TEXT PROVIDED -
Garbage collection metrics reveal memory pressure and its impact on application responsiveness. Long GC pauses cause request latency spikes.

Average GC pause duration should remain low (under 100ms for most applications):

rate(jvm_gc_pause_seconds_sum{app="backend", namespace="$namespace"}[$__rate_interval])
/
rate(jvm_gc_pause_seconds_count{app="backend", namespace="$namespace"}[$__rate_interval])

Maximum GC pause identifies worst-case latency impact. Alert if this exceeds 1 second:

jvm_gc_pause_seconds_max{app="backend", namespace="$namespace"}

Live data size after GC shows long-lived objects. If this grows over time, you may have a memory leak:

jvm_gc_live_data_size_bytes{app="backend", namespace="$namespace"}

Memory allocation and promotion rates indicate object creation patterns. High promotion rates suggest objects are living longer than expected:

rate(jvm_gc_memory_allocated_bytes_total{app="backend", namespace="$namespace"}[$__rate_interval])
rate(jvm_gc_memory_promoted_bytes_total{app="backend", namespace="$namespace"}[$__rate_interval])

JVM threads

MetricDescription
jvm_threads_live_threadsCurrent number of live threads (daemon + non-daemon)

EXERCISES -
• A. Restate the paragraph of the JVM metrics text that begins "Memory allocation and promotion rates" in one shorter sentence, keeping its main facts.
• B. Copy the JVM metrics text word for word from "Live data size" up to and including "(daemon + non-daemon)".
The items have no role in this work.

Dataset records -
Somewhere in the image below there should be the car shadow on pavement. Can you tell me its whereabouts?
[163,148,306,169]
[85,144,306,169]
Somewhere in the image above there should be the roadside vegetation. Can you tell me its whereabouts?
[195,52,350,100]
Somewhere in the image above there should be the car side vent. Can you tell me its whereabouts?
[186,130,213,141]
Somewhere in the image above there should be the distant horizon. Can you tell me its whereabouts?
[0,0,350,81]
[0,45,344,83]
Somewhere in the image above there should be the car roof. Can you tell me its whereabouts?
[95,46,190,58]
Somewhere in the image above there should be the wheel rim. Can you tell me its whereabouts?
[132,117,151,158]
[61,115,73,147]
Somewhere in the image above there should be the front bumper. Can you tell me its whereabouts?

SOLUTIONS BELOW -
• A. Allocation and promotion rates reveal object creation patterns, and high promotion rates suggest objects live longer than expected.

• B.
Live data size after GC shows long-lived objects. If this grows over time, you may have a memory leak:

jvm_gc_live_data_size_bytes{app="backend", namespace="$namespace"}

Memory allocation and promotion rates indicate object creation patterns. High promotion rates suggest objects are living longer than expected:

rate(jvm_gc_memory_allocated_bytes_total{app="backend", namespace="$namespace"}[$__rate_interval])
rate(jvm_gc_memory_promoted_bytes_total{app="backend", namespace="$namespace"}[$__rate_interval])

JVM threads

MetricDescription
jvm_threads_live_threadsCurrent number of live threads (daemon + non-daemon)